━━ Given passage

Liz Alarcón: It’s August 1951, in a little town called Edna, Texas, and a crime is about to take place.

Maribel Quezada Smith: A young Mexican American farmhand named Pete Hernandez walks into Chinco Sanchez’s Tavern with a rifle. He points it at a man named Joe Espinoza, who’d been bullying him earlier that day, and fires a single bullet into his chest. Joe dies on the spot, Pete is arrested and put on trial for murder.

Liz Alarcón: The case seems cut and dry, but when the all white jury refuses to give Pete a fair trial, a bold team of Latino lawyers decide it’s time to fight back, and their fight will alter the history of civil rights, forever changing what it means to be Latino in the US.

Maribel Quezada Smith: Welcome to The Pulso Podcast, where we tell the untold stories and unheard voices that make up our history, our culture, nuestra gente. I’m Maribel.

Liz Alarcón: and I’m Liz.

Maribel Quezada Smith: Todays episode, is a story about a team of ambitious Latino lawyers who decided it was time to change the system, from the inside.

Liz Alarcón: You’ve heard us say this before, being a Mexican American in Texas during the 1950’s was not easy.

Ignacio Garcia: Mexicans were segregated in schools. They were segregated in the theaters. They were even segregated in the cemeteries. So you had a section for Mexicans and a section for others.

Liz Alarcón: This is Dr Ignacio Garcia, Professor at Brigham Young University and author of “White But Not Equal”. When it comes to the story we’re about to tell, he’s literally the guy who wrote the book.

Maribel Quezada Smith: At this time, people of Mexican American descent were badly discriminated against, many lived in desperate circumstances, had very little rights and often faced violence or death if they spoke out.

Ignacio Garcia: It was very particularly difficult in the rural communities of Texas to have a voice. Texas Rangers very much regulated and controlled these communities.

Maribel Quezada Smith: and this is the backdrop where the catalyst of our story, Pete Hernandez came into the picture.

Ignacio Garcia: Pete Hernandez was a young farm worker. He was a Mexican American, one of these young men in these rural communities without much future. He was no one’s hero.

━━━━
━━ Information shown

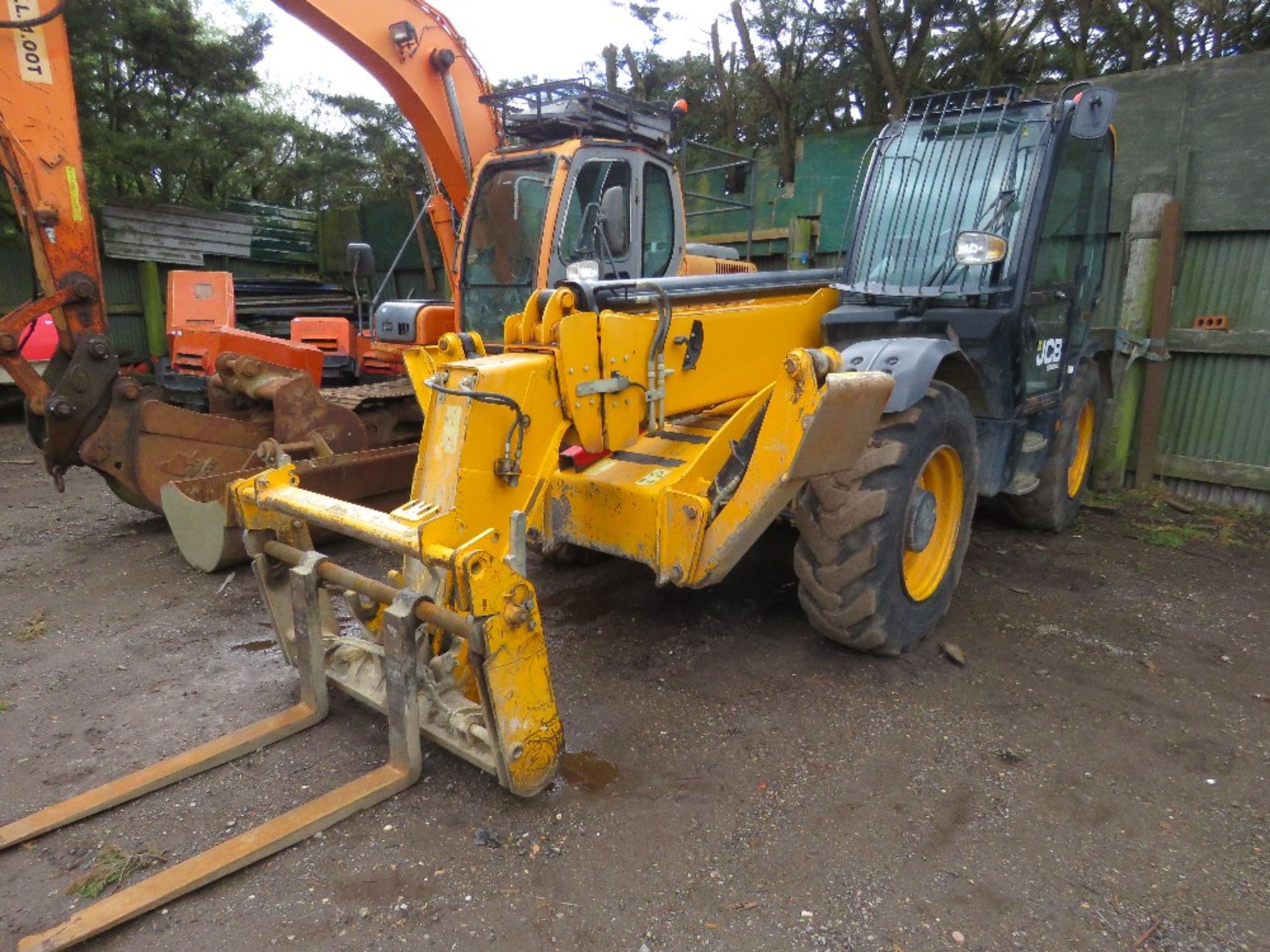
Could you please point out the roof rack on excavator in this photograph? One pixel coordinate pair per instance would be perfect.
(964, 100)
(549, 112)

━━━━

### [Set of tasks]
1/ According to the podcast transcript, in what town did Pete Hernandez shoot Joe Espinoza?
2/ Continue the podcast transcript from its last line.

### [Exercise answers]
1/ Edna, Texas.

2/
Liz Alarcón: He was no one’s hero. Pete had a rough hand dealt to him. He was poor, he was physically disabled, and he spent grueling days working in the fields

Ignacio Garcia: He was small, he was brown. And so people loved to picked on him.

Maribel Quezada Smith: And in a little town like Edna, TX there wasn’t much else to do other than work or drink. Naturally, Pete and a friend end up at the local spot, Chinco Sanchez’s Tavern Bar. After a few drinks, Pete starts to get loud and make a bit of a scene.And in the bar that day was a man named Joe Epinosa, another Mexican American. But Joe was a field boss, he was the guy in charge of workers like Pete and one of the few Mexicans Americans who was respected within the white community.

Ignacio Garcia: So he came up to, to Pete and you know, told him to shut up. And they got into words.

Liz Alarcón: An argument begins.

Ignacio Garcia: Joe and another farm worker from the community grabbed Pete and they dragged him out and threw him out.

Maribel Quezada Smith: This was not the first altercation between them. Joe bullied Pete regularly, but this time Pete was embarrassed, angry, and wanted to get back at Joe.

Ignacio Garcia: He walked home, got a 22 and walked back he goes into the bar and he fires and he kills him.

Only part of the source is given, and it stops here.